**Brano proposto**.
== == ==

Si sa, le aspettative giocano sempre dei brutti tiri, questo va ammesso: un premio alla carriera alla Biennale di teatro di Venezia, la promessa di un canto dell’assurdo, la descrizione dei famosi habitat – che dovrebbero essere autentiche opere d’arte. Ci si aspetta di tutto e di più. Al contrario, non si fa che arrovellarsi perplessi: cosa continua a sfuggire? Se sono stati premiati ci sarà un motivo. Così lo inseguo, lo spettacolo – come un cane da caccia dietro la sua preda – ma la preda scappa saltando e facendo le boccacce.
Ripenso alla Pervert’s guide to cinema di Slavoj Žižek. All’interpretazione che offre di Harpo Marx e della sua forza vitale, del caos e della crudeltà di quella forza, amorale. Raffigurazione di un Es fatto di innocenza e crudeltà. Ma qui non è così: pensare ad Harpo aiuta, forse, ma manca del tutto l’innocenza. C’è troppa mente, troppa costruzione, troppo linguaggio, una malizia (in fondo dolorosa, forse) tutta irrimediabilmente adulta: il fanciullo, violato da piccolo, è per sempre segnato dai tagli profondi dell’adultità. Scalcia e scalpita, si ribella, ma non è libero. La spensieratezza autentica è morta e resta solo quella di recupero, quella ribelle – imbevuta e segnata dalle azioni dei grandi. Lo spiritello è prigioniero della crudeltà dell’adulto e della sua grettezza.

== == ==

Voci dei dati:
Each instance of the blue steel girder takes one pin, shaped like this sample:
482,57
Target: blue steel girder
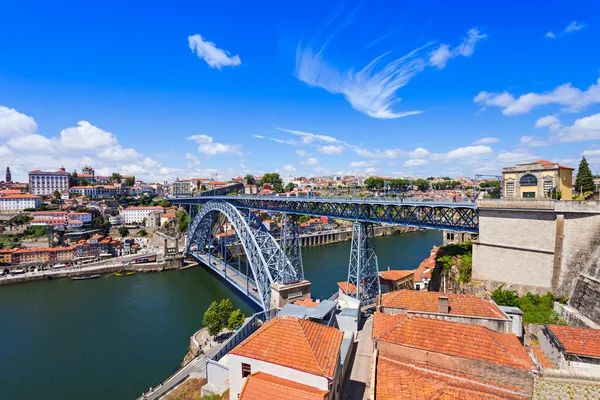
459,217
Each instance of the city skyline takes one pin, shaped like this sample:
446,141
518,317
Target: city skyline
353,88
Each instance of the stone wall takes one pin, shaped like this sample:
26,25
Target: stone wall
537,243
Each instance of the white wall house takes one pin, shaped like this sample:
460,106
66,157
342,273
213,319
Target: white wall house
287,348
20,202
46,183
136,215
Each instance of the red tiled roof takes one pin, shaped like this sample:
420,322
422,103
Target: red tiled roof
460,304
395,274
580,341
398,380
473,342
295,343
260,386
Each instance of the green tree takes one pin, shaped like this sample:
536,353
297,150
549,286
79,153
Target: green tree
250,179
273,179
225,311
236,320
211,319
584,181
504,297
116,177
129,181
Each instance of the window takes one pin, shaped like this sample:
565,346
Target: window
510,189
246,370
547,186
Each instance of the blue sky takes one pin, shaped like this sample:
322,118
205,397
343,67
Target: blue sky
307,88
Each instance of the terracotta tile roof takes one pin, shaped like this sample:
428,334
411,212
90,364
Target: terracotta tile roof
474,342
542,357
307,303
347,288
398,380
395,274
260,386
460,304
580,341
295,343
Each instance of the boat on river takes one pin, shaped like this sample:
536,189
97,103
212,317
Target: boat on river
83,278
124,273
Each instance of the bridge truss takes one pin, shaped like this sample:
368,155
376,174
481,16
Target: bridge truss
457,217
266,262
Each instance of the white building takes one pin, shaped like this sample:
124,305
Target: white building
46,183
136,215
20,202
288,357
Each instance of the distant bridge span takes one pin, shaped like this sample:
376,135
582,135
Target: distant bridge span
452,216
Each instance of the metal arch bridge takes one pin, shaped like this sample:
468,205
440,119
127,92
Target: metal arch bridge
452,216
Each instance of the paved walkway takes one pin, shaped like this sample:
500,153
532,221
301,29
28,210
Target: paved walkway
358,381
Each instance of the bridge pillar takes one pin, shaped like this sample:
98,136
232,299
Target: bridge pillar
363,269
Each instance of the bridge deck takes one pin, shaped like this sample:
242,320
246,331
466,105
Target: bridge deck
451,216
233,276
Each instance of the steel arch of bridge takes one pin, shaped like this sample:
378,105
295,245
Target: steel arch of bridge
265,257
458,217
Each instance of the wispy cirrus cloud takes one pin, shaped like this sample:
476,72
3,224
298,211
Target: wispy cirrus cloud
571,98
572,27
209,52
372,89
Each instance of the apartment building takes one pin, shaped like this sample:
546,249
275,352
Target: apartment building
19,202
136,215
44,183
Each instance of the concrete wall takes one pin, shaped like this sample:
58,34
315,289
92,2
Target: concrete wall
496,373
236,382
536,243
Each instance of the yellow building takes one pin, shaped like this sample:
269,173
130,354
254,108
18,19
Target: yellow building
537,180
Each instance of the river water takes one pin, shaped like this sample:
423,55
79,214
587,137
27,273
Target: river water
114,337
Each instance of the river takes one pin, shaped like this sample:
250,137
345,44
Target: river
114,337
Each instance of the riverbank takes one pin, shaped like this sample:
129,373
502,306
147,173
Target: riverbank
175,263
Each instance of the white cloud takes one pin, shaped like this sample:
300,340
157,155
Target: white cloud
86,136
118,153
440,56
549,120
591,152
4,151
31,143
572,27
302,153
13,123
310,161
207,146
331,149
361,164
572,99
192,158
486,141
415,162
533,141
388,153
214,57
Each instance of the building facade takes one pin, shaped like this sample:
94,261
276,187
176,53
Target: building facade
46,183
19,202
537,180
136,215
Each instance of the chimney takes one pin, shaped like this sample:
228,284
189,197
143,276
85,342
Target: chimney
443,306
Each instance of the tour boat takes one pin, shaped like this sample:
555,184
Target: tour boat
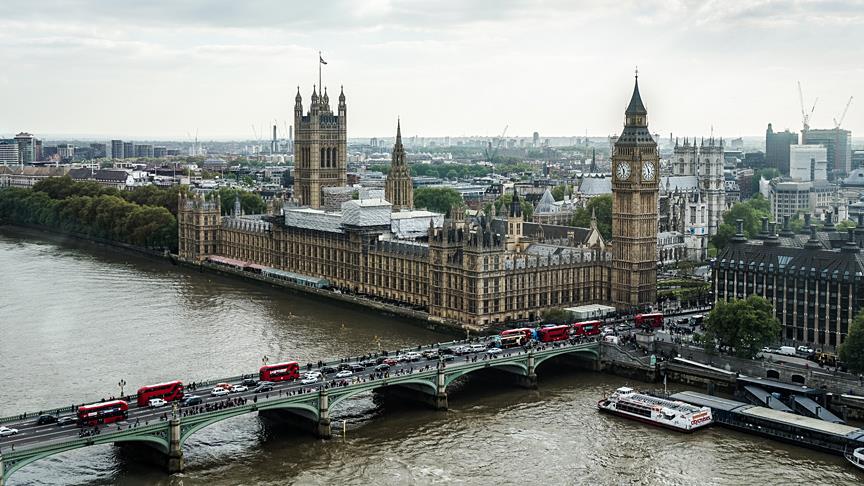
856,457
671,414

== == ==

**Compiti richiesti**.
1 - Quale riconoscimento alla Biennale di teatro di Venezia viene menzionato nel brano?
2 - Ricopia parola per parola la parte dell'elenco che comincia con la riga contenente "Each instance of the tour" e arriva fino alla fine dell'elenco, estremi inclusi, tralasciando le immagini.
L'elenco non ha alcun legame con il brano.

**Soluzioni dell'esercizio**.
1 - Un premio alla carriera.

2 -
Each instance of the tour boat takes one pin, shaped like this sample:
555,184
Target: tour boat
856,457
671,414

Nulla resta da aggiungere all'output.